__Exercise prompt__:
Give the data a second time, exactly and in full.

====== Given data ======

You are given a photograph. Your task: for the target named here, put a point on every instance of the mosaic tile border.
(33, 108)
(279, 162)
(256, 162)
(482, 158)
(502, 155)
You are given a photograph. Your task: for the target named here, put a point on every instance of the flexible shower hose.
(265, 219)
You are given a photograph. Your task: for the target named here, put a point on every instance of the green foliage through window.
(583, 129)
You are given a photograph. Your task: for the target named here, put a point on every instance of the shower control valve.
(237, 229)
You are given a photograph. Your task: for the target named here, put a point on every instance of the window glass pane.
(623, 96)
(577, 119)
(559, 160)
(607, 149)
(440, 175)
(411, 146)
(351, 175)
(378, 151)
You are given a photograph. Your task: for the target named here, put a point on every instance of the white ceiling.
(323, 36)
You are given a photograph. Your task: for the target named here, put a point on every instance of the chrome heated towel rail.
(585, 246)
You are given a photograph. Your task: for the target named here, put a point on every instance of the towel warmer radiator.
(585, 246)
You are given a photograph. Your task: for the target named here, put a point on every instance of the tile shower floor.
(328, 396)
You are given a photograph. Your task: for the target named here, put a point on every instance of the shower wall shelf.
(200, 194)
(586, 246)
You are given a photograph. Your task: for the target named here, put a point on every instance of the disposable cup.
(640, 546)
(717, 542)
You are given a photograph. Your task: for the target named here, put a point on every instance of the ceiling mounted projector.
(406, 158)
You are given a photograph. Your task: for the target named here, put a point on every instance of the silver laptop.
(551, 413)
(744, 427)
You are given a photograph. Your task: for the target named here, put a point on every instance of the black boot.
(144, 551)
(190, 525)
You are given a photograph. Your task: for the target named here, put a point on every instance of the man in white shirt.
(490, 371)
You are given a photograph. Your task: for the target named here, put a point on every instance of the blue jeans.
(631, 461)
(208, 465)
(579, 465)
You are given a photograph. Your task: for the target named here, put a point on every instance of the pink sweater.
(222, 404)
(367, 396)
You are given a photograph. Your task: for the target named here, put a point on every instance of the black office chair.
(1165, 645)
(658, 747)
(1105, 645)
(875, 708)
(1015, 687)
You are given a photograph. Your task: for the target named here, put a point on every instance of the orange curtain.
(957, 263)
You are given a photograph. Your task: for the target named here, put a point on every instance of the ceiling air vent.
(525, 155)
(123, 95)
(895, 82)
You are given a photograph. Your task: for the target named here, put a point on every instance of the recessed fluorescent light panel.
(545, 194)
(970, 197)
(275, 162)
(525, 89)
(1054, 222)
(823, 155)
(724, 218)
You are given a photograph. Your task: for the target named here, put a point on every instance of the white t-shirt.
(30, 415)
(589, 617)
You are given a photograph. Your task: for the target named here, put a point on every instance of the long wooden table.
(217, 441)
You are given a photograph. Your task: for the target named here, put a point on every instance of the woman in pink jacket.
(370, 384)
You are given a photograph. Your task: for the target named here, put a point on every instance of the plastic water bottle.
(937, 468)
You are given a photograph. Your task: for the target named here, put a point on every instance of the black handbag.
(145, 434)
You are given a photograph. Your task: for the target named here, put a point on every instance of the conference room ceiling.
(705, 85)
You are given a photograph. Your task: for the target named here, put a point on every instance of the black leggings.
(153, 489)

======

__Full output__:
You are given a photograph. Your task: for the target named here, put a point on every instance of the mosaic tile border.
(33, 108)
(279, 162)
(256, 162)
(482, 158)
(502, 155)
You are given a photograph. Your task: for the target named here, put a point on every instance of the flexible shower hose.
(265, 219)
You are given a photograph. Your task: for the target named here, put a point on every instance of the green foliage through window.
(583, 129)
You are given a photograph. Your task: for the target named here, put a point on every instance of the shower control valve.
(237, 229)
You are given a photograph. Your task: for the target named here, put a point on every instance of the window glass pane.
(623, 96)
(577, 119)
(559, 160)
(607, 149)
(440, 175)
(411, 146)
(351, 175)
(378, 151)
You are given a photograph. Your task: for the target named here, put a point on every instance of the white ceiling.
(323, 36)
You are given a photograph. Your task: for the target named here, put a point on every instance of the chrome heated towel rail.
(585, 246)
You are given a photograph. Your task: for the target named here, put a point on every instance of the towel warmer radiator.
(585, 246)
You are given a photograph. Your task: for the target named here, put a point on every instance of the tile shower floor.
(328, 396)
You are given a photograph. Your task: for the target named here, put a point on every instance of the shower wall shelf.
(200, 194)
(586, 246)
You are given a photograph. Your task: for the target named here, put a point on every instance of the disposable cup.
(640, 546)
(717, 542)
You are given a photograph. Your task: for the target named here, put a point on every instance of the ceiling mounted projector.
(406, 158)
You are given a photograph. Your task: for the target named here, put a point on every instance of the silver laptop.
(551, 413)
(744, 427)
You are given a photograph. Your task: for the target named here, put a point on every instance of the black boot.
(144, 551)
(190, 525)
You are given a photograph. Your task: for the target named here, put a point on every instance of the man in white shirt.
(490, 371)
You are given a photograph. Your task: for the target named here, put a point on every instance of the blue jeans.
(631, 461)
(208, 465)
(579, 465)
You are given a photograph. Your task: for the target named here, put a point on every instance of the pink sweater.
(222, 404)
(367, 396)
You are given a photograph. Your task: for the target named here, put a point on every instance of the black office chair.
(1165, 645)
(658, 747)
(1105, 645)
(875, 708)
(1015, 687)
You are given a photograph. Your task: for the target named here, put a point on every instance of the orange curtain.
(957, 263)
You are given a photograph. Your task: for the target named here, put a point on every instance of the ceiling air vent.
(525, 155)
(123, 95)
(895, 82)
You are given a photograph. Your task: for the target named here, put a point on every instance of the recessed fluorescent light panel.
(545, 194)
(970, 197)
(275, 162)
(525, 89)
(1054, 222)
(823, 155)
(724, 218)
You are given a photograph. Your task: for the target named here, put a point on every instance of the white t-shirt.
(30, 415)
(589, 617)
You are given a photograph. Your task: for the target named here, put a point on every instance of the long wooden table.
(217, 441)
You are given a photograph. Your task: for the target named here, put a point on every instance of the woman in pink jacket.
(370, 384)
You are given a photograph. Your task: for the target named here, put a point on every instance of the plastic water bottle.
(937, 468)
You are given a photograph. Your task: for the target named here, put a point on every instance of the black handbag.
(145, 434)
You are given a photograph. Your task: for the target named here, put a point on every instance of the conference room ceiling.
(705, 85)
You are given a photograph. Your task: for the target named here, put a point on every instance of the black leggings.
(153, 489)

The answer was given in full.